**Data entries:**
◇ ◇ ◇

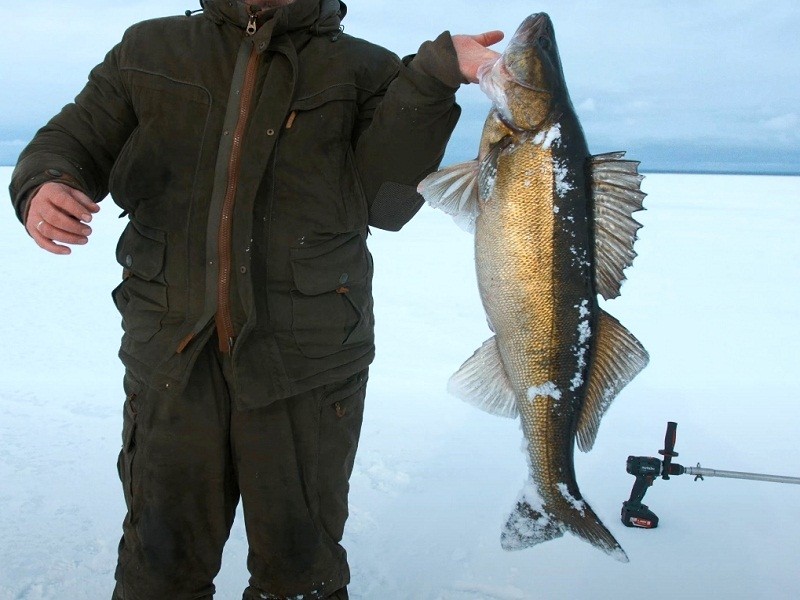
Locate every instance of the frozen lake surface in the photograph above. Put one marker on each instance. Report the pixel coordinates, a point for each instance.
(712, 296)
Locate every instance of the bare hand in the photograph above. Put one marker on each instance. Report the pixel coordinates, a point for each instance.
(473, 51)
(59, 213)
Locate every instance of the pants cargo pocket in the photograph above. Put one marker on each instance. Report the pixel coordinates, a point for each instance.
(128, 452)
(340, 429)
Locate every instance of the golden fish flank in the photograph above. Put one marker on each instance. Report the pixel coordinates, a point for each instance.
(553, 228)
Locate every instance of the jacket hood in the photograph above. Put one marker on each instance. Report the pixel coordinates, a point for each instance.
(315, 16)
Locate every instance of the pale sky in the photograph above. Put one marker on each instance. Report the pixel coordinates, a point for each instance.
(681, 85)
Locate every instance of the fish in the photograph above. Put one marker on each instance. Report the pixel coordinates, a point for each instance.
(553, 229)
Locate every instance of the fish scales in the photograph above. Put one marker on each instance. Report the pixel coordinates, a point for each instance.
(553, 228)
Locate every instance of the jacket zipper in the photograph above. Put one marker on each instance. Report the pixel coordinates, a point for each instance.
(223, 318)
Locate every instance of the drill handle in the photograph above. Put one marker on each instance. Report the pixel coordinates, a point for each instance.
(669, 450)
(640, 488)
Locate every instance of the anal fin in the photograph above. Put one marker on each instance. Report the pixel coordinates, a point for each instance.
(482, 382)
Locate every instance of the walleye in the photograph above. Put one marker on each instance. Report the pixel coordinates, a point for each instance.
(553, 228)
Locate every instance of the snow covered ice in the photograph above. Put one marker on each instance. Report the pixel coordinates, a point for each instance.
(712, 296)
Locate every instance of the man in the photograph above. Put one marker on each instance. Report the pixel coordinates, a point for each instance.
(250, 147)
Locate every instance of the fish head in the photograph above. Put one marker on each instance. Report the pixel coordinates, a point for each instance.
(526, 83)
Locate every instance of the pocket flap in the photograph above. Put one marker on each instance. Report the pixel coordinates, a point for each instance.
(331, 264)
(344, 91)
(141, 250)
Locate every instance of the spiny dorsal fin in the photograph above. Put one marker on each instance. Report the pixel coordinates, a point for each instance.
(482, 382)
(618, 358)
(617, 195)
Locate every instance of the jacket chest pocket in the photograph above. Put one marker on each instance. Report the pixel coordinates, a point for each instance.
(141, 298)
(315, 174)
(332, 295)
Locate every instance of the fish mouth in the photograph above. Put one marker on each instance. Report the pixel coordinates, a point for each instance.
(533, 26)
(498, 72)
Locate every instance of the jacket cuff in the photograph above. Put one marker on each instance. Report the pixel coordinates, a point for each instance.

◇ ◇ ◇

**Required work:**
Please copy out the entries above exactly as they appear, but skip their images.

**Result of this task:**
Locate every instance of the frozen lake surface in the photograph above. Put one marker on each instance. Report the pixel coordinates, a point for each instance.
(712, 296)
Locate every instance of the bare hand in the photograph above. Put one marker on each instance. Report the pixel coordinates, a point for each instance.
(473, 51)
(59, 213)
Locate every instance of the pants cargo pocket in the photograph above. Put one marker on each instance. Report the pixel coordinates, a point for each instance.
(128, 452)
(340, 429)
Locate every instance of the golden fish flank in the photograph above. Put one marker on each instance. Report the pixel coordinates, a point for each instance.
(553, 228)
Locate every instance of the jacket hood in the photograph above. Put one marker on each instance. Report the pixel coordinates, a point for each instance.
(315, 16)
Locate every instance of the pale sky in the photograph above. Put one marker on each instance. Report the pixel coordinates, a point for each instance.
(681, 85)
Locate every instance of the fish in the photograph above. Put one marker on each instance. Report the pixel coordinates, a point for each instance.
(553, 229)
Locate every instance of the fish scales in the photograph above. Put one marker on each instance. Report the pixel coordinates, a point for each instance.
(553, 228)
Locate every instance of the jacket zipper in the photograph above. Put one marker on each instance. Report the pixel coordinates, a point for each instance.
(223, 318)
Locate every instance of the drill handle in the photograph above. Put one marker on each instance. Report the pixel coordinates, a point for each instance.
(669, 450)
(640, 488)
Locate every instance of the anal fin in the photograph above. Put one marker on each instance. Report the pixel coordinates, a point for each instance.
(482, 382)
Locate every instance of the walleye in the photograph above. Put one marker on each instance. Report the pixel coordinates, a point for each instance.
(553, 228)
Locate every instance of the snow covered ice in the photograph above. Put one marker on each instance. Report the pixel coordinates, a point for each instance.
(712, 296)
Locate every instance of the man in the photograph above. Put one marker on each instance. Report the pixel coordinates, a point for each instance.
(250, 147)
Locate every instance of the fish head in the photograph above. Put one marker on each instance. Report the pixel coordinates, a point for each instance.
(526, 83)
Locate every instance of the pocket flap in the photograph above. Put one marker on each instance. Report the pixel coordinates, a point for each instance.
(331, 264)
(344, 91)
(141, 250)
Locate every instance of the spiny dorsal fin in the photograph above. Put one marker on each instance. Report the pixel coordinates, a point for each instance.
(482, 382)
(618, 358)
(617, 195)
Locate every instance of the jacket chest pocket in the photograph above. Put one marker on each instance. Report the pixel coordinates, a point for each instance.
(141, 298)
(315, 174)
(332, 295)
Locate every instance of the fish mouth in the photograph above. Put one marker on each instance. Report the pixel coordinates, a point for each instance.
(533, 26)
(498, 72)
Locate every instance of the jacket cuff in the photograph above. Put one marker on each instance. Report the pixel coordinates, a point for each instance.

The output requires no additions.